Gizli Özne
New member
SERVET-İ FÜNUN EDEBİYATI
Edebiyat-ı Cedide, II.Abdülhamit (hük. 1878-1909) devrinde, Servet-i Fünun dergisi çevresinde toplanan sanatçıların Batı edebiyatı yolunda meydana getirdikleri bir edebiyat hareketidir.
Bu edebiyat, 1896'dan 1901'e kadar sürmüştür. Recai-zâde Mahmut Ekrem, 1895 sonunda, Malûmat adlı bir dergide yazan Muallim Naci izleyicileriyle kafiyenin göz için mi, kulak için mi olduğu tartışmasına girişmiş ve bu gazeteye karşı cevaplarının bir kısmım Ser¬vet-i Fünun dergisinde yayınlamıştır. Servet-i Fünun, Recai-zâde'nin Mekteb-i Mülkiye'den öğrencisi olan Ahmet İhsan Tokgöz tarafından 1891 yılından beri çıkarılmakta idi. Recai-zâde, bunu bir edebiyat dergisi hâline getirmek için Ahmet İhsan‘la anlaşmış ve kendisinin Mekteb-i Sultanî (Galatasaray Lisesi) den öğrencisi olan Tevfik Fikret'i derginin “kısm-ı.edebî ser-muharrirliği” ne getirmiştir. O sırada Mektep ve başka dergilerde yazan ve Recai-zâde tarafını tutan başka gençlerin de 1896'da bu dergi çevresinde toplanmasıyla “Edebiyat-ı Cedide” topluluğu meydana gelmiştir.
--------
▶ **Çözülecek Görev**
Servet-i Fünun edebiyatı metninde "Bu edebiyat, 1896'dan" sözlerinden "topluluğu meydana gelmiştir." sözlerine kadar olan kısmı olduğu gibi geri verin. Listeye hiç gerek yoktur.

▶ **Veriler**
--------
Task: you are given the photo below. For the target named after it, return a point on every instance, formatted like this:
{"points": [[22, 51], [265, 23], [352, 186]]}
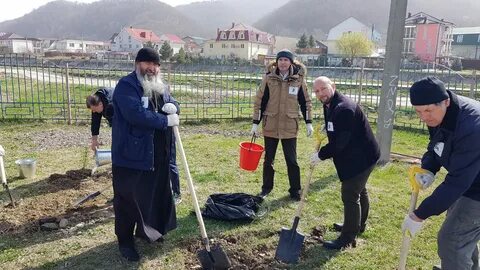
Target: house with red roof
{"points": [[131, 40], [175, 42], [240, 40]]}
--------
▶ **Görevin Çözümü**
Bu edebiyat, 1896'dan 1901'e kadar sürmüştür. Recai-zâde Mahmut Ekrem, 1895 sonunda, Malûmat adlı bir dergide yazan Muallim Naci izleyicileriyle kafiyenin göz için mi, kulak için mi olduğu tartışmasına girişmiş ve bu gazeteye karşı cevaplarının bir kısmım Ser¬vet-i Fünun dergisinde yayınlamıştır. Servet-i Fünun, Recai-zâde'nin Mekteb-i Mülkiye'den öğrencisi olan Ahmet İhsan Tokgöz tarafından 1891 yılından beri çıkarılmakta idi. Recai-zâde, bunu bir edebiyat dergisi hâline getirmek için Ahmet İhsan‘la anlaşmış ve kendisinin Mekteb-i Sultanî (Galatasaray Lisesi) den öğrencisi olan Tevfik Fikret'i derginin “kısm-ı.edebî ser-muharrirliği” ne getirmiştir. O sırada Mektep ve başka dergilerde yazan ve Recai-zâde tarafını tutan başka gençlerin de 1896'da bu dergi çevresinde toplanmasıyla “Edebiyat-ı Cedide” topluluğu meydana gelmiştir.